Your goal
Rewrite the passage of the article on Kissinger's NATO proposals starting with "The British government" and going on through "to defend Europe.", putting "catastrophe" in place of "disaster".

══ Document excerpt ══

Monday, Mar. 12, 1984
Rx Rejected
Debating Kissinger's proposals
Anyone who proposes radically revamping a 35-year-old institution can expect to stir controversy, and that was exactly what Henry Kissinger did last week. In an article written for TIME, the former Secretary of State called for a thorough reshaping of the 16-member Atlantic Alliance to give the West Europeans more responsibility for their own defense.
He suggested a reversal of the tradition that the alliance's military commander is always an American and its civilian leader a European; he asked Europe to play a greater role in making decisions on arms control and ground defense. If the Europeans do not accept this responsibility, Kissinger wrote, the U.S. should withdraw up to half its 222,000 ground forces from the Continent.
The quickest response came from West Germany. Minister of State for Foreign Affairs Alois Mertes, who is close to Chancellor Helmut Kohl, rejected Kissinger's proposals, saying that "Europe cannot take on more responsibility than its power permits." NATO's military chief, he said, must be an American "because in the case of a crisis he would carry much greater weight with the [U.S.] President than any European." A U.S. commander, Mertes added, "strengthens the credibility of the alliance in Moscow as well."
In Washington, State Department Spokesman John Hughes agreed with Kissinger about "the centrality of the transatlantic defense relationship to Western security and world peace." But he went on to say that the alliance was healthy, its structure sound and its strategy "valid and viable." Assistant Secretary of State for European Affairs Richard Burt argued that NATO had met one of its most severe tests by beginning to deploy new missiles in Europe. Said he: "The performance over the past 18 months has demonstrated to anyone paying attention that the alliance is sound."
The British government declared that Kissinger's proposals were being "carefully considered," but privately officials said that he had "seriously underestimated the extent of the European military contribution to the alliance." The Continent, they argued, supplies approximately 90% of NATO's ground forces in Central Europe.
A halving of U.S. troops would be a disaster, they said, because it would cast doubt on U.S. readiness to defend Europe.
In France, Pierre Hassner of the National Foundation of Political Science disputed the practicality and timing of Kissinger's proposals, but he agreed that the problems posed are real. "Europeans have to take greater charge of their own defense," he said, "but that can come only gradually." Cesare Merlini, head of Italy's Institute for Foreign Affairs, welcomed the debate. Said he: "I don't like Kissinger's diagnosis, but I like the therapy."

═══
══ Records supplied ══

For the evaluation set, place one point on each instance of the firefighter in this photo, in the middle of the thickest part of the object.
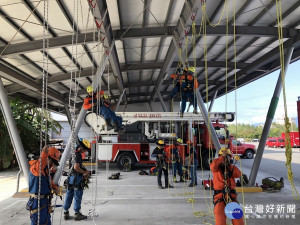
(179, 77)
(92, 98)
(110, 116)
(161, 164)
(224, 174)
(49, 158)
(193, 163)
(76, 182)
(188, 85)
(177, 160)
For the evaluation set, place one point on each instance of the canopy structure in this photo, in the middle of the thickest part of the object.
(147, 34)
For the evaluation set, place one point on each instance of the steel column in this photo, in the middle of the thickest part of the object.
(120, 99)
(13, 132)
(79, 120)
(161, 101)
(212, 101)
(269, 119)
(207, 121)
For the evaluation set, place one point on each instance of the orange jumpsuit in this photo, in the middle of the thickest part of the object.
(218, 181)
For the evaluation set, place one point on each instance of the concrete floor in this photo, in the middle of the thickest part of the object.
(135, 199)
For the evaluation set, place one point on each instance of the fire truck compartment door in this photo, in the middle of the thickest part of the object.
(151, 148)
(105, 151)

═══

Expected output
The British government declared that Kissinger's proposals were being "carefully considered," but privately officials said that he had "seriously underestimated the extent of the European military contribution to the alliance." The Continent, they argued, supplies approximately 90% of NATO's ground forces in Central Europe.
A halving of U.S. troops would be a catastrophe, they said, because it would cast doubt on U.S. readiness to defend Europe.